• [Your objective] Lines where the string "center" appears are to be copied from the entries below.

• [Information shown]
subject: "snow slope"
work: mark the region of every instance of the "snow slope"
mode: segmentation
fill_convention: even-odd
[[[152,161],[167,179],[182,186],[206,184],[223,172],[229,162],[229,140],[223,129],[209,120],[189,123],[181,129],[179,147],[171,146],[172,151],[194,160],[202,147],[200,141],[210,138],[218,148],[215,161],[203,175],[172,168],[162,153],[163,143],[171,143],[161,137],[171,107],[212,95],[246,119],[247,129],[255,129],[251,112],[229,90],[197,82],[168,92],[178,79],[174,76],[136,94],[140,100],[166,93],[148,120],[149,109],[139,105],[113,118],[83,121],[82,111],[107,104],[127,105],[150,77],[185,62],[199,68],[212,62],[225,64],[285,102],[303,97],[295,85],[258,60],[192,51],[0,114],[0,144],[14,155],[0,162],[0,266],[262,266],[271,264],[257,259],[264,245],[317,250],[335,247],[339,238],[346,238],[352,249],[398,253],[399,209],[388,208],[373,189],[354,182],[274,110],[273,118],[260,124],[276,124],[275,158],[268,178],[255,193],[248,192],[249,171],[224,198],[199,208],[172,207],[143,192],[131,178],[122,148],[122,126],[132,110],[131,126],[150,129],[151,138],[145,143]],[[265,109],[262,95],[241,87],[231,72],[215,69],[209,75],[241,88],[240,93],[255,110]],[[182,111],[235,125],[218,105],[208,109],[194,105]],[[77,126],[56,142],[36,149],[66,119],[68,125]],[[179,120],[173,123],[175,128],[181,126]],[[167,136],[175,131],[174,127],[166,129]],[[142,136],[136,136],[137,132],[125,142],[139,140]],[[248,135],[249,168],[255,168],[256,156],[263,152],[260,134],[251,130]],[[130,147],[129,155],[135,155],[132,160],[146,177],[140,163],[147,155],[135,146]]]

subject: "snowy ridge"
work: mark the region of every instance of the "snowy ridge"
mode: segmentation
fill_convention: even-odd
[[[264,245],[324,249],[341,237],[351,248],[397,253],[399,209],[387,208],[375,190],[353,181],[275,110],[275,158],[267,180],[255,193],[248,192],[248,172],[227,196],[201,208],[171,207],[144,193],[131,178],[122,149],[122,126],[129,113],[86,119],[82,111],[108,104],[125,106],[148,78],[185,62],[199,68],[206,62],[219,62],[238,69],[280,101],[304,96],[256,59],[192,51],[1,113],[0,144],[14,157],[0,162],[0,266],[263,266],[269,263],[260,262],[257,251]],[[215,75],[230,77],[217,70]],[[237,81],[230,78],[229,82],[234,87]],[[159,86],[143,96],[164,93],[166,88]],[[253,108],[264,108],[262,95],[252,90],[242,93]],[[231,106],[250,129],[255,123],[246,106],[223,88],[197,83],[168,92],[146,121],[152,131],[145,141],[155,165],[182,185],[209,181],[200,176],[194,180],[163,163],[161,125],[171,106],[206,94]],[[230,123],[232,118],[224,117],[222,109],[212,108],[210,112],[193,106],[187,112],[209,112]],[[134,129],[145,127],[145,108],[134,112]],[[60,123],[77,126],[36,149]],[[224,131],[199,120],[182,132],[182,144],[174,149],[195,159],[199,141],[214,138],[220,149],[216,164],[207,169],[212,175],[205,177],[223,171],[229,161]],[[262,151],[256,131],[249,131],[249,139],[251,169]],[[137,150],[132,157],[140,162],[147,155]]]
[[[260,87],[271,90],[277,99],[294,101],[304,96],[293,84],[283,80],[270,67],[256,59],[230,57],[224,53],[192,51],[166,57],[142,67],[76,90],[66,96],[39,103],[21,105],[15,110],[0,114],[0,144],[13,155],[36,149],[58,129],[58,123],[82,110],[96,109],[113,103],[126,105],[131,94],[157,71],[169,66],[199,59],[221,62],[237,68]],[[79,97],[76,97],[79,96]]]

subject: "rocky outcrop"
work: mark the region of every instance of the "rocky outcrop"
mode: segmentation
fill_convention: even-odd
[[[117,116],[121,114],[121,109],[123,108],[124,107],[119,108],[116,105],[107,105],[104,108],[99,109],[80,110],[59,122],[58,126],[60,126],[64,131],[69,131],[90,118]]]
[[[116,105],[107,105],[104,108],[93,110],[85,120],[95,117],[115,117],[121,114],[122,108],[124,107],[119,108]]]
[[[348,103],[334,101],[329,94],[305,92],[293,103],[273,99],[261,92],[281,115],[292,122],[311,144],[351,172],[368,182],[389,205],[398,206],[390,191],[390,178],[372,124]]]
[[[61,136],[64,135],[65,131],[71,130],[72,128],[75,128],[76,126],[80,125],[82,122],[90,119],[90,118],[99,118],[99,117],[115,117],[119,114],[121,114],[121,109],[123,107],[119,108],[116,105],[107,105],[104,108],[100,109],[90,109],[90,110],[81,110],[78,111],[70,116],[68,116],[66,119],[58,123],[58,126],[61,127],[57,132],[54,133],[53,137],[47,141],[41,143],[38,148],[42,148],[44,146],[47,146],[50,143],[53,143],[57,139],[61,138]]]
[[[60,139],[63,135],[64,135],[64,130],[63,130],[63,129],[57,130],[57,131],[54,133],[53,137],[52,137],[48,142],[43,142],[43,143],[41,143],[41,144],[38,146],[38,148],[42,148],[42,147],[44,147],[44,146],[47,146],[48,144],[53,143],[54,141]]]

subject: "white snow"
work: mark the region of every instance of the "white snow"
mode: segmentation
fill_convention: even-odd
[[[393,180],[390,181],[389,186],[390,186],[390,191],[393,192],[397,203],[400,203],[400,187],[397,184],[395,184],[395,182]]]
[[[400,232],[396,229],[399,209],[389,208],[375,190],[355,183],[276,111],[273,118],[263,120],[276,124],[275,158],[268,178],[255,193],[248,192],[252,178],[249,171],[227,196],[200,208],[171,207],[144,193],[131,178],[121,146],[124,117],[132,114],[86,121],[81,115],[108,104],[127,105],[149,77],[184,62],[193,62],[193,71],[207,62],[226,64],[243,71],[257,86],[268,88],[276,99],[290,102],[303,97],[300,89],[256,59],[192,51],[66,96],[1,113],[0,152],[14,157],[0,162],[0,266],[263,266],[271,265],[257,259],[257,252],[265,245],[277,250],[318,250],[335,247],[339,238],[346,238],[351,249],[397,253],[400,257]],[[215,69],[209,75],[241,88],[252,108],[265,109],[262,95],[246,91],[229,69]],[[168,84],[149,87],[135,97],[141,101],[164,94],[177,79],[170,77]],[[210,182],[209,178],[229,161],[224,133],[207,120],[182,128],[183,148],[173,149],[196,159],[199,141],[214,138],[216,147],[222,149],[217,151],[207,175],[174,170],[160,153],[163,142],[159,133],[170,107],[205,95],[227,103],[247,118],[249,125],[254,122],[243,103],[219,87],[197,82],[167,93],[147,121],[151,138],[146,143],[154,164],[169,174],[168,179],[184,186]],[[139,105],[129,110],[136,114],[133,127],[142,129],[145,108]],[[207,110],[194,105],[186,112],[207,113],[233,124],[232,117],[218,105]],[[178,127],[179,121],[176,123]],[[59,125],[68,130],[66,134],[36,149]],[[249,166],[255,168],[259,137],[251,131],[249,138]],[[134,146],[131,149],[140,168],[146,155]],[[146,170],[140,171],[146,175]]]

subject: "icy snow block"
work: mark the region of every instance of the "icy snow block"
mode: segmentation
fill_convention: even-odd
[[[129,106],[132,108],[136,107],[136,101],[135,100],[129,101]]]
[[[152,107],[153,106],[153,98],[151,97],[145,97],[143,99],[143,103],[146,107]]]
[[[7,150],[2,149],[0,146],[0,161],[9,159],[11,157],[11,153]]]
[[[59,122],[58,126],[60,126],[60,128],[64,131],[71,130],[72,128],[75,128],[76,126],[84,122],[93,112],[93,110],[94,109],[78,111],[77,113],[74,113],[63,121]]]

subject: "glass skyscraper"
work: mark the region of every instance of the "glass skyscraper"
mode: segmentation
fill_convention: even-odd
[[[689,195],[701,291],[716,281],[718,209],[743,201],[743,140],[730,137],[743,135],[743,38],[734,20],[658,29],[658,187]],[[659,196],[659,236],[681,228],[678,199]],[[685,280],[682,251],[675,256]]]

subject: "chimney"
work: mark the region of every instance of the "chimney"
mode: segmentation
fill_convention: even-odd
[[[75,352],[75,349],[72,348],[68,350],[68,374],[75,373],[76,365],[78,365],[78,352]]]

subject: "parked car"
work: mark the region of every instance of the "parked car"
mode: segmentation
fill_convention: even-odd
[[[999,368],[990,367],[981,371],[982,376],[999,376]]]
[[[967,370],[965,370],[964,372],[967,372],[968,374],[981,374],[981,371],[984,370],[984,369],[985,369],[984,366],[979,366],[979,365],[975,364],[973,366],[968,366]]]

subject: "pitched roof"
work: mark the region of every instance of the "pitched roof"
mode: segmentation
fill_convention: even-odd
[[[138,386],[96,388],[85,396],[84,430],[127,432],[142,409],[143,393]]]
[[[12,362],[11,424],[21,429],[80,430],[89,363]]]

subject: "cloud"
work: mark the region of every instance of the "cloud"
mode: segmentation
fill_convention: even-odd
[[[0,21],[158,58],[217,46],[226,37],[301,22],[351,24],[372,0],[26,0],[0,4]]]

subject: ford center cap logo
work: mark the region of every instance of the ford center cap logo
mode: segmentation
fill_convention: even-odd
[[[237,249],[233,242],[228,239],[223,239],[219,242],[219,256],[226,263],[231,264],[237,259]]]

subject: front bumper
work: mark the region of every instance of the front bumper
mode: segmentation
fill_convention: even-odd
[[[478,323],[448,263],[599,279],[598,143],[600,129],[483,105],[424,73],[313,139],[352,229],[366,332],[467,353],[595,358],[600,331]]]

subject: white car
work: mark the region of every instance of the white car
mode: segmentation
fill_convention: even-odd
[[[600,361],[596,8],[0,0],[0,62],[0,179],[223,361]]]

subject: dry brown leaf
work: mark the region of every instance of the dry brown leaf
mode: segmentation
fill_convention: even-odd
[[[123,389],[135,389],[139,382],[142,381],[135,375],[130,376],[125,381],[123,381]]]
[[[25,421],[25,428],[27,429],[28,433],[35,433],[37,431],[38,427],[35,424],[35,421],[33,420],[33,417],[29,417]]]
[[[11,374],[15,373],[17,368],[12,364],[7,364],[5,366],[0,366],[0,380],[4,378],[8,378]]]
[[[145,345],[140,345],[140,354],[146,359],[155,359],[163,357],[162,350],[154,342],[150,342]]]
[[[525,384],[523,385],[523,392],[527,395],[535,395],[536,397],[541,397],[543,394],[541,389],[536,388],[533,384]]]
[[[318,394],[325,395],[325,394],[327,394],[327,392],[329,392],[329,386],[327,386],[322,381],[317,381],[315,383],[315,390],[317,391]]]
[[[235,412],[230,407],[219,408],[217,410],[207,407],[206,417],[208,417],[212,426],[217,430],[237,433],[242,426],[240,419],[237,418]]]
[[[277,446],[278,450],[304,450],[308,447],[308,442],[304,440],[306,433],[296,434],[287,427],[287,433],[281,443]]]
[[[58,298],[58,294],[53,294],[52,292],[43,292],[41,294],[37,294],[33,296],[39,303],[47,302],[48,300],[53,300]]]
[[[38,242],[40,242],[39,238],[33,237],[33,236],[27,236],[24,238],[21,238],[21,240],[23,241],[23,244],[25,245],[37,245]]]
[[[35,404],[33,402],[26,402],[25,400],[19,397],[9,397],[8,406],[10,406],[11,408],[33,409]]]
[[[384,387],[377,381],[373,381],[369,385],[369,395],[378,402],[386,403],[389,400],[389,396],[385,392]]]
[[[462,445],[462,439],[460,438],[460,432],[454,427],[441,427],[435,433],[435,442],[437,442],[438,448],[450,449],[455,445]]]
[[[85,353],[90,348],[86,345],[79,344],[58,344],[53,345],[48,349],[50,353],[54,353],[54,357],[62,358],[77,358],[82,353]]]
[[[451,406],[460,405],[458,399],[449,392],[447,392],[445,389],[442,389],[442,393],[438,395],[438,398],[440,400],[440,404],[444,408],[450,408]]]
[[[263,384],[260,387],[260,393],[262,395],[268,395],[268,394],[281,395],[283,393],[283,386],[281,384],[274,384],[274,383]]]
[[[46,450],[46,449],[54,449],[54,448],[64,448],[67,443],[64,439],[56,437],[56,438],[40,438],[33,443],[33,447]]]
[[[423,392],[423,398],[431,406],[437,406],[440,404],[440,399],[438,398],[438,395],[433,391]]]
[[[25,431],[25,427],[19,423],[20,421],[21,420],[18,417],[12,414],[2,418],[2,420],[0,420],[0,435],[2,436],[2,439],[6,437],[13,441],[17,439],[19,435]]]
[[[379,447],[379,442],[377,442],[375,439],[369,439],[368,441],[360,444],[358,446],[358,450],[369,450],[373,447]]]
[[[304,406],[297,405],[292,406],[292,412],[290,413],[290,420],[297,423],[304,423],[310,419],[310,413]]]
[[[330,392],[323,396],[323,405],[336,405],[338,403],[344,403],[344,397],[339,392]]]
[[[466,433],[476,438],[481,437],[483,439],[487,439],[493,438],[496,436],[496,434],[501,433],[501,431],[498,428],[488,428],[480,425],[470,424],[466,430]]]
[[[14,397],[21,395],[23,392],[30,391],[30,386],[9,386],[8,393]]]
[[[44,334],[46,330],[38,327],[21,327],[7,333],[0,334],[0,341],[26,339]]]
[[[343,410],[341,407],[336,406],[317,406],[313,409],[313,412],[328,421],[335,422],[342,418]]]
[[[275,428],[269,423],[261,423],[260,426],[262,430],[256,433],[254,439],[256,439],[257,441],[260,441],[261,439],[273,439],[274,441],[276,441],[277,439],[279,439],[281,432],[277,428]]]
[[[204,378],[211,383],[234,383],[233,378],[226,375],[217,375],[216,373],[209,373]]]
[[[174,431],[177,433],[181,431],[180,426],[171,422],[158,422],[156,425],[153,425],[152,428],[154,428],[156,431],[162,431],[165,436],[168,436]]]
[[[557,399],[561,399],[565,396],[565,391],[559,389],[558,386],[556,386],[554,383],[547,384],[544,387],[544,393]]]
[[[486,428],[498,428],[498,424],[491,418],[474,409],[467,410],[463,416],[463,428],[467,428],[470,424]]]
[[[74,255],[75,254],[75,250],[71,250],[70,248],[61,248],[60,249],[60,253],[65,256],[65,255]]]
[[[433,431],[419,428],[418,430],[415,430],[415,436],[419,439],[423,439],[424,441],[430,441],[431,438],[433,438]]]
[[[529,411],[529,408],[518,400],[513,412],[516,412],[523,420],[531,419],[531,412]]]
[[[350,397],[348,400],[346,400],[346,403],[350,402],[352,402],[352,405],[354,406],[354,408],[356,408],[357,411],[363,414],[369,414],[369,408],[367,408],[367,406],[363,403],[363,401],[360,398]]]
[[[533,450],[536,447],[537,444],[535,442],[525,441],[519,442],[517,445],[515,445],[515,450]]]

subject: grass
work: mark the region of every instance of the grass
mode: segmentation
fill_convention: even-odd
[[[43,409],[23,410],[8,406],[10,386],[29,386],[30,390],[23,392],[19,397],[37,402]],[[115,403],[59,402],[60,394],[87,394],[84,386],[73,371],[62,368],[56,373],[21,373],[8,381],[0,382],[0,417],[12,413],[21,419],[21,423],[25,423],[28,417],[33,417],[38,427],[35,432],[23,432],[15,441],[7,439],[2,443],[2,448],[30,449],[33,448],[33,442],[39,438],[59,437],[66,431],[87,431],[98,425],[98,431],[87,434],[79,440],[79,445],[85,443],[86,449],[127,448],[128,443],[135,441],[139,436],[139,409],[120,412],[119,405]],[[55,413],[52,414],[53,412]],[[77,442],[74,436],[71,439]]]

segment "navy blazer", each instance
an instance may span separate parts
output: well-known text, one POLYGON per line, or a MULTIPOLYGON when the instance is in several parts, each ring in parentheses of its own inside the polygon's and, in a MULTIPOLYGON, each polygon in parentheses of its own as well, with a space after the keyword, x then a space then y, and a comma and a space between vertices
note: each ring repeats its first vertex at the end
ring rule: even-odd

• [Output for this task]
subject: ford center cap logo
work: mark the region of every instance of the ford center cap logo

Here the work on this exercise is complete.